** START Material supplied **

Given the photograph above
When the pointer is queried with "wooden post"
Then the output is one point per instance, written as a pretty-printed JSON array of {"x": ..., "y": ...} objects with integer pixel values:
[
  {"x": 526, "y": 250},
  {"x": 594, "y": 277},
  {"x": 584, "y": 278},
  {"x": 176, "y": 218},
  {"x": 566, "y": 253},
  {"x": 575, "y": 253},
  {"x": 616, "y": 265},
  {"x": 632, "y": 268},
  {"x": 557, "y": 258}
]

** END Material supplied **

Swap "pointer" for "locator" throughout the items above, and write out all their lines again with nothing else changed.

### Full answer
Given the photograph above
When the locator is queried with "wooden post"
Then the output is one point per instance, written as a pretty-printed JSON array of {"x": ..., "y": ...} objects with integer pixel values:
[
  {"x": 526, "y": 250},
  {"x": 594, "y": 277},
  {"x": 584, "y": 278},
  {"x": 176, "y": 218},
  {"x": 566, "y": 253},
  {"x": 575, "y": 253},
  {"x": 616, "y": 265},
  {"x": 632, "y": 268},
  {"x": 557, "y": 258}
]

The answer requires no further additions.